▶ Required task
Write out exactly, please, the lines from the one containing "Mark the yellow flower" to the end of the material.

▶ Dataset entries

+===+

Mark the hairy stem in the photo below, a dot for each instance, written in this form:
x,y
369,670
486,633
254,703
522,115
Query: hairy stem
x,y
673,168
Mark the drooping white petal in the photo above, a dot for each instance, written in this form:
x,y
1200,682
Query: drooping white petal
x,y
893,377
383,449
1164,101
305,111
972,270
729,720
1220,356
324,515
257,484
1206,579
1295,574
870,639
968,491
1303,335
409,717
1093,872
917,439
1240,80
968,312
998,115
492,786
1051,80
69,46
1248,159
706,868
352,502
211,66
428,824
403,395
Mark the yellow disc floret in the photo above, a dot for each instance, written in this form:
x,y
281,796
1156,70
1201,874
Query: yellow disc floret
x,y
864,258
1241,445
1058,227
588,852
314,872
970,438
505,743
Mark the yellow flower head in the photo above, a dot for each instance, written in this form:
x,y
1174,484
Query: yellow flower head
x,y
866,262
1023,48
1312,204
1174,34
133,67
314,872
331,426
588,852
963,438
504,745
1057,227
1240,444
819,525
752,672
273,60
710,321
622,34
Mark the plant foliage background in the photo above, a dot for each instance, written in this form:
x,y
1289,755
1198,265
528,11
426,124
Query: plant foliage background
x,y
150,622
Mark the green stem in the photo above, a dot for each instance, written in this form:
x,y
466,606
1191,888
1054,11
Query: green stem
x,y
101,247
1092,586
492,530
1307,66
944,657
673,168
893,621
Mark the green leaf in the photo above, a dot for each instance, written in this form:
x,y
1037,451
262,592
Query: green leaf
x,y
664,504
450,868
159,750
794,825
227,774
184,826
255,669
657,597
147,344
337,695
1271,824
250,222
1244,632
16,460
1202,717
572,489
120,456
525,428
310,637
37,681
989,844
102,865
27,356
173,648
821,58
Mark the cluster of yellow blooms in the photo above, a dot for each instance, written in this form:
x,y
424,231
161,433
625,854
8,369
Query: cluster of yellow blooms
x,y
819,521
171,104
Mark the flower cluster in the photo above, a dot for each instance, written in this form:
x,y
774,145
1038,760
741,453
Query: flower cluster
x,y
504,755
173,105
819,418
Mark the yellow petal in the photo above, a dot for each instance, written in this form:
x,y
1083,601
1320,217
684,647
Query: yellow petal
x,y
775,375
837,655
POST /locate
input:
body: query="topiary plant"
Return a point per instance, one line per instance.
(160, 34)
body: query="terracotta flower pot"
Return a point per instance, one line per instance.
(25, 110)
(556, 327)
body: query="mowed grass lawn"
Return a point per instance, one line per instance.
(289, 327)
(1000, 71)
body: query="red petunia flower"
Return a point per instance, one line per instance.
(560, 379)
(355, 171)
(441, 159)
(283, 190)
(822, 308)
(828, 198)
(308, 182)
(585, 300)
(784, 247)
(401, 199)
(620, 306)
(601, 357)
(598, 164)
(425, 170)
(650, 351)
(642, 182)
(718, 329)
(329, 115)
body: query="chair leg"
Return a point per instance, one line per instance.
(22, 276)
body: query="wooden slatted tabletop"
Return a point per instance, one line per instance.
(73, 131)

+===+

▶ Right answer
Mark the yellow flower head in the photo above, a dot for each instance, written in this form:
x,y
1174,484
Query: yellow flower head
x,y
866,262
1023,48
1312,204
1174,34
133,67
314,872
331,426
588,852
963,438
504,745
1057,227
1240,444
819,525
752,672
273,60
710,321
622,34
Mark the plant foliage background in the photo above, a dot for each instance, written in this form:
x,y
1289,755
1198,265
528,11
426,124
Query: plant foliage background
x,y
150,622
Mark the green stem in the photo above, a dot for each instance, written in this form:
x,y
466,606
1191,888
1054,11
Query: green stem
x,y
101,247
1092,586
492,530
1307,66
944,657
673,168
893,621
Mark the green leaf in the photo above, a dot for each instance, written in this form:
x,y
1037,451
262,592
Query: green leaf
x,y
664,504
450,868
159,750
794,825
227,774
184,826
255,669
657,597
147,344
337,695
1271,824
250,222
1244,632
16,460
1202,717
572,489
120,456
525,428
310,637
37,681
989,844
102,865
27,356
173,648
821,58
Mark the cluster of yellow blooms in the photo above, a dot for each instance, written in this form:
x,y
424,231
161,433
625,854
8,369
Query: cluster of yellow blooms
x,y
819,521
171,104
Mark the flower cluster in the photo above, a dot for each instance, written in this form:
x,y
774,145
1038,760
741,453
Query: flower cluster
x,y
504,755
173,105
819,418
Mark the yellow petal in the photo above, a dot for each instance, written in this form:
x,y
1083,601
1320,217
684,647
Query: yellow petal
x,y
775,375
837,655
POST /locate
input:
body: query="topiary plant"
Return a point per instance, one line per instance.
(160, 34)
body: query="terracotta flower pot"
Return a point per instance, one line per instance.
(25, 110)
(556, 327)
body: query="mowed grass lawn"
Return a point per instance, one line per instance.
(289, 327)
(1000, 71)
body: query="red petunia flower"
Return a point per instance, one line per instance.
(560, 379)
(355, 171)
(441, 159)
(283, 190)
(822, 308)
(828, 198)
(308, 182)
(585, 300)
(784, 247)
(401, 199)
(620, 306)
(601, 357)
(598, 164)
(425, 170)
(650, 351)
(642, 182)
(718, 329)
(329, 115)
body: query="chair leg"
Return a point per instance, one line per instance.
(22, 276)
body: query="wooden slatted tabletop"
Return a point per instance, one line per instance.
(73, 131)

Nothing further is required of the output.